16 July, 2011

Patience, Persistence, and A Huge Scope


I go on a bit [ok, a lot] about the value of Patience, Persistence, and Fieldcraft in birding. I suppose you could stretch 'Fieldcraft' to include 'Taking the Right Kit'. Certainly having lugged the aforementioned Big Scope along helped no end today, oh yes indeed...

Having survived my last 'Have to get up at "Aaaarrrgghh...." o'clock' yesterday, this morning I dragged up even earlier because I wanted to. Oh yes, that mad mad passion for staring at the sea while it rains sideways strikes again!

It wasn't as early as I'd have liked, but I got settled at a vaguely respectable 0640, with murky conditions - no Berry Head in view - but a wind westerly enough for me to sit on the Steps [the wind stayed between SW and WSW the whole time I was there], which was not super-promising. No other birders present or arrived that I knew of [but as the Steps are around the corner from the Traditional Seawatching Spot, someone might have arrived after me] in my 5 hours of fun. Yes, that's right, it got 5 hours.

Records pointing to named objects:
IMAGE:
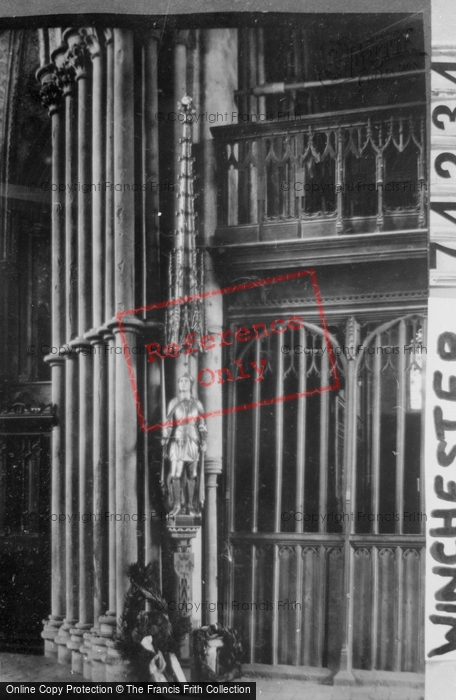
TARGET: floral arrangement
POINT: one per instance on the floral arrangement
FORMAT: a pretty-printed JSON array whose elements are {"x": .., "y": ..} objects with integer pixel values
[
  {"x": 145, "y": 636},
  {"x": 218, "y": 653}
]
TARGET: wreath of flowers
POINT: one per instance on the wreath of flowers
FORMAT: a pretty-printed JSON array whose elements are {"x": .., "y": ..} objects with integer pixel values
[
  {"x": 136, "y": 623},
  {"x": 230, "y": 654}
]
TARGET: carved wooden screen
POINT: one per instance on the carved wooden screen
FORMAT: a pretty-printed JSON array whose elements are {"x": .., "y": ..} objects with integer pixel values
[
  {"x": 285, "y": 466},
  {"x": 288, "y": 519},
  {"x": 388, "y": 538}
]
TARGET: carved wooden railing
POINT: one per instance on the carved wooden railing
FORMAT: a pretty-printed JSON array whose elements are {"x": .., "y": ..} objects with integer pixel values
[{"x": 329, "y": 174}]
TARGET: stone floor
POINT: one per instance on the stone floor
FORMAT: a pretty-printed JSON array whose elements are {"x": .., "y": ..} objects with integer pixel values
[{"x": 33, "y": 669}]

| Set tasks |
a) Swap "Fieldcraft" for "Preparation" in the birding post and write out everything from "Patience, Persistence, and A" down to "oh yes indeed...".
b) According to the birding post, at what time did the writer get settled that morning?
This material is separate from the birding post.

| Responses |
a)
Patience, Persistence, and A Huge Scope


I go on a bit [ok, a lot] about the value of Patience, Persistence, and Preparation in birding. I suppose you could stretch 'Preparation' to include 'Taking the Right Kit'. Certainly having lugged the aforementioned Big Scope along helped no end today, oh yes indeed...

b) At 0640.